#### Exercise description:
Print the passage of the article on the Nikola and Republic Services refuse truck agreement from "The actual value" up to and including "yet changed hands.".

#### Text segment:
Nikola is working with Republic Service to design a cab optimized for driver safety and productivity and probably will not look quite like this when it rolls off the assembly line. - Photo: Nikola

Nikola is working with Republic Service to design a cab optimized for driver safety and productivity and probably will not look quite like this when it rolls off the assembly line.

Photo: Nikola

Nikola Corp. and Republic Services will partner to design and produce a battery-electric refuse recycling-collection truck based on the Nikola Tre chassis. The initial order will see Nikola deliver 2,500 integrated chassis and bodies starting in 2023. Republic retains options on 2,500 additional trucks.

The actual value of the order was not disclosed, but Republic acknowledged the agreement is binding. Trevor Milton, Nikola founder and executive chairman, said in a media call on Aug. 10 that no cash has as yet changed hands.

"We didn't take and we didn't need money from Republic on this one, but I will be clear about this, the terms that we've agreed to, for both Republican and us in delivery, are very industry-standard terms," Milton said. "They'll be putting the deposit down before trucks are delivered or during delivery, just like they normally would with any other order they make. There's no weird stuff going on with this contract."

Republic Services operates 18,000 refuse and recycling collection trucks in the U.S. and is second only to Waste Management in size.

#### Listed records:

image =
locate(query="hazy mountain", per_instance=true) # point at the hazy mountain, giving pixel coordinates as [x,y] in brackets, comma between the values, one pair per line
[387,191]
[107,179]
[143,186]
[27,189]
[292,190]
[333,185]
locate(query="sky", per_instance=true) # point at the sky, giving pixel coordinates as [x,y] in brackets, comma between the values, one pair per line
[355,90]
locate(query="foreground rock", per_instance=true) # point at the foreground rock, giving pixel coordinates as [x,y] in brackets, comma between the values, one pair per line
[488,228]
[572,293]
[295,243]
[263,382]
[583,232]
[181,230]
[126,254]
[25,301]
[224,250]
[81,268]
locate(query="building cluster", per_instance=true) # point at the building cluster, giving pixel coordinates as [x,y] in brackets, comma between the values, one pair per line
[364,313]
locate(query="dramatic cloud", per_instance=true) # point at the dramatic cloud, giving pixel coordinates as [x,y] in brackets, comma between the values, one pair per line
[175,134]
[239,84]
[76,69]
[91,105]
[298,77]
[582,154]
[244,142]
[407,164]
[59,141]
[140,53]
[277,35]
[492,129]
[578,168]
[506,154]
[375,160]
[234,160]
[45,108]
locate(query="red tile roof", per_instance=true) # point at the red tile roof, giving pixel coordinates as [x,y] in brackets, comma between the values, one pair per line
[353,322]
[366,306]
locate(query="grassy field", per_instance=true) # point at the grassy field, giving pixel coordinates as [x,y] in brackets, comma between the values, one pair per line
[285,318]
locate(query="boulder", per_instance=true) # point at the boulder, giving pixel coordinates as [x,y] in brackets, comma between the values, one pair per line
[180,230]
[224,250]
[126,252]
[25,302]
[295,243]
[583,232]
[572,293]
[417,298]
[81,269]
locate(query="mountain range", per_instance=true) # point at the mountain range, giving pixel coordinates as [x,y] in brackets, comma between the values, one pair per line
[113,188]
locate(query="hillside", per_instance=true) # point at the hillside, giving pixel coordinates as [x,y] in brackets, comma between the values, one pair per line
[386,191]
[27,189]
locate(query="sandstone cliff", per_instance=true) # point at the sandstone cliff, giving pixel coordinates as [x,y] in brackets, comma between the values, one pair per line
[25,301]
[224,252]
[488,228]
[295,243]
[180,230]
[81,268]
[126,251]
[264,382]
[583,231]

#### Expected answer:
The actual value of the order was not disclosed, but Republic acknowledged the agreement is binding. Trevor Milton, Nikola founder and executive chairman, said in a media call on Aug. 10 that no cash has as yet changed hands.